Working data ->
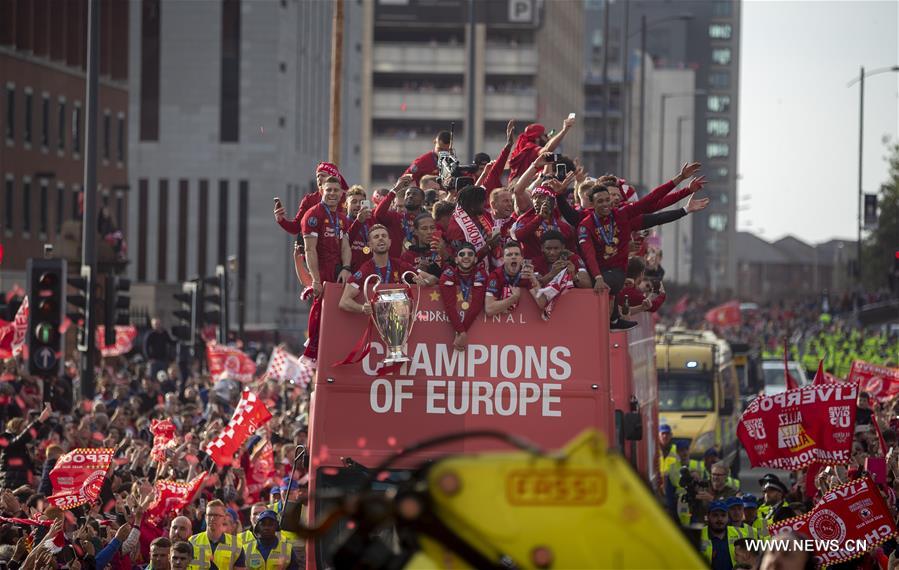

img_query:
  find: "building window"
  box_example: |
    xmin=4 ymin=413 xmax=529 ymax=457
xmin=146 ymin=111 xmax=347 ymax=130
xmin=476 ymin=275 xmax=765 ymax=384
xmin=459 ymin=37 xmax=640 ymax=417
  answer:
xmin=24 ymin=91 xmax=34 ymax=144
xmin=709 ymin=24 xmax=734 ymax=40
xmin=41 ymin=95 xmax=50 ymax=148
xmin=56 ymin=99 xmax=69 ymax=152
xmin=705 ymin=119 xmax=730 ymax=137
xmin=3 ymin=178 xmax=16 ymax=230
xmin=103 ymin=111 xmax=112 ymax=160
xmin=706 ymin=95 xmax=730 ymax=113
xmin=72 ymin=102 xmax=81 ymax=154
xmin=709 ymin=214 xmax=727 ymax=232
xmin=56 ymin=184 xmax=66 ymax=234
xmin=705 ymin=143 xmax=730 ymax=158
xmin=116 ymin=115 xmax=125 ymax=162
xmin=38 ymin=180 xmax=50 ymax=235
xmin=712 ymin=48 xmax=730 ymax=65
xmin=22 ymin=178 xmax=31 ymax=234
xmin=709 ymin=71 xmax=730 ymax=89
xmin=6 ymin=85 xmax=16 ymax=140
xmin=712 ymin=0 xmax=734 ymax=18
==
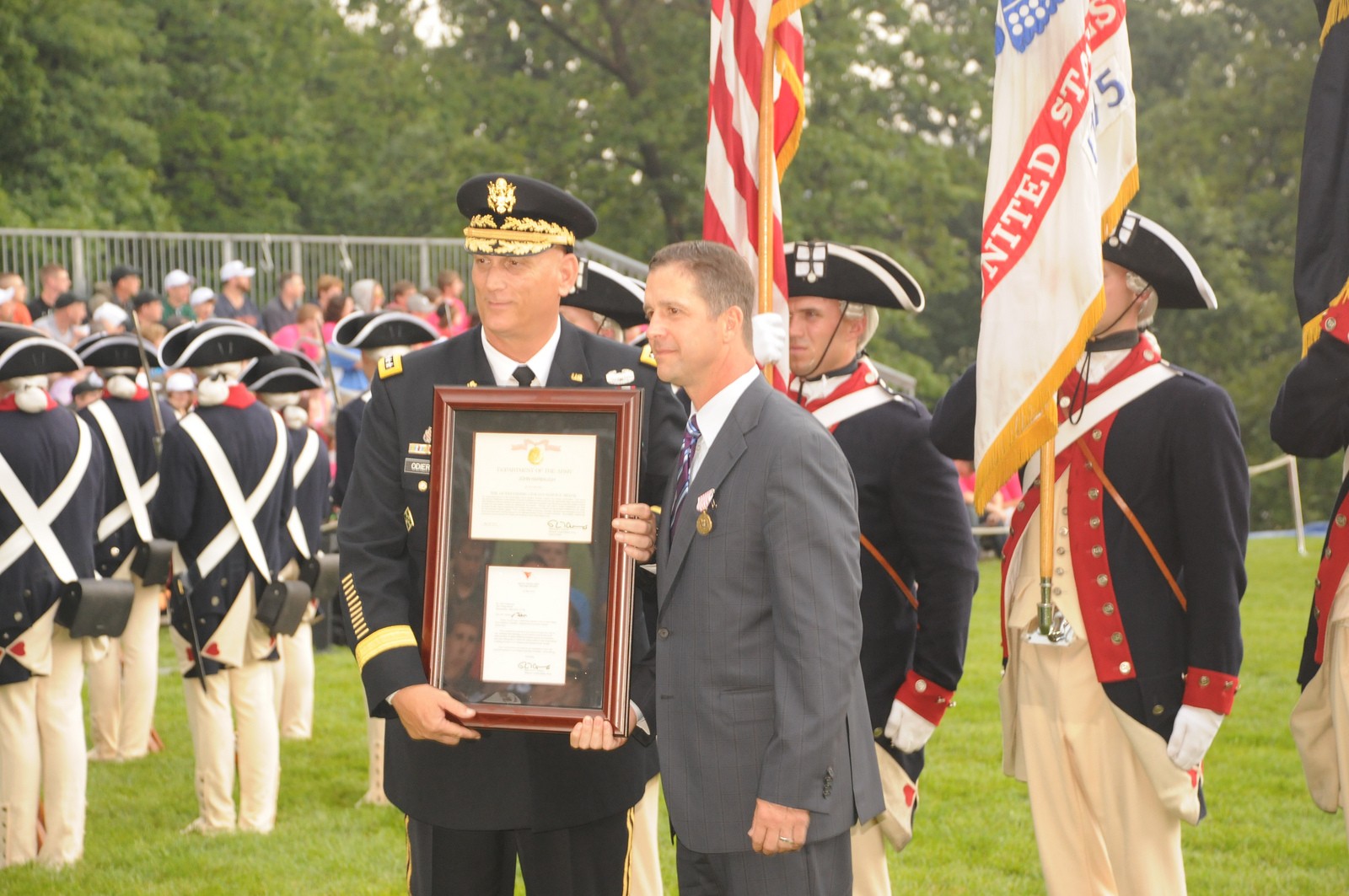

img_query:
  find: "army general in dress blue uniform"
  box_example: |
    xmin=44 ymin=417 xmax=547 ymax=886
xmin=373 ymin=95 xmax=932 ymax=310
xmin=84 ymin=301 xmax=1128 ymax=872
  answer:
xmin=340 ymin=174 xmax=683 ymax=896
---
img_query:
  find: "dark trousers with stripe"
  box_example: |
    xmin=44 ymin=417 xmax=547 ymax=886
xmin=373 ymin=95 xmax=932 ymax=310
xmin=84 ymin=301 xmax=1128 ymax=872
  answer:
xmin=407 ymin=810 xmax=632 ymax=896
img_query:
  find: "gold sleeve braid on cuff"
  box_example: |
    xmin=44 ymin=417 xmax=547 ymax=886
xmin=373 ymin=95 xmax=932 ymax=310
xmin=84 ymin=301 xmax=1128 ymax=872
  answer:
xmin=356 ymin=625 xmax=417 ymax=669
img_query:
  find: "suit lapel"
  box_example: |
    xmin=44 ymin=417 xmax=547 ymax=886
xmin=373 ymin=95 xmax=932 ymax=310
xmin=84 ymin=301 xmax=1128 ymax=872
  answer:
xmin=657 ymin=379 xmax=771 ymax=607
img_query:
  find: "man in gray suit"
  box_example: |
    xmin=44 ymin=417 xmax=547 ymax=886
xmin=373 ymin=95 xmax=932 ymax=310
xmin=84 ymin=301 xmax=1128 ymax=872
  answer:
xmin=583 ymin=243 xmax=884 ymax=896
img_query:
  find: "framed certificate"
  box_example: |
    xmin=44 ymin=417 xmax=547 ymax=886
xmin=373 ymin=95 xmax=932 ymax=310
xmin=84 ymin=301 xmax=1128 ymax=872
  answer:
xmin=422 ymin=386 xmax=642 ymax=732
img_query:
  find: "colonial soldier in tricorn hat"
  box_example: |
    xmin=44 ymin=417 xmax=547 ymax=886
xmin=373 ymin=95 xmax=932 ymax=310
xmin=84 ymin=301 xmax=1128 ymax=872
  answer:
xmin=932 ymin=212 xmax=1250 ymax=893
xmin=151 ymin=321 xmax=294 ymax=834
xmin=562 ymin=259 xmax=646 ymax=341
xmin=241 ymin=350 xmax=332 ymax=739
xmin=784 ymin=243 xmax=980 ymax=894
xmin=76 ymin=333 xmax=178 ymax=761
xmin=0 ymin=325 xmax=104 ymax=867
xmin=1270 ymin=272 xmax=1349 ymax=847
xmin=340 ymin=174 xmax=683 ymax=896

Your task -> Please locate every line in the rows above that contains the word "suit", and copy each of those lines.

Answer to the exercise ->
  find: "suit lapel"
  find: "man in gray suit"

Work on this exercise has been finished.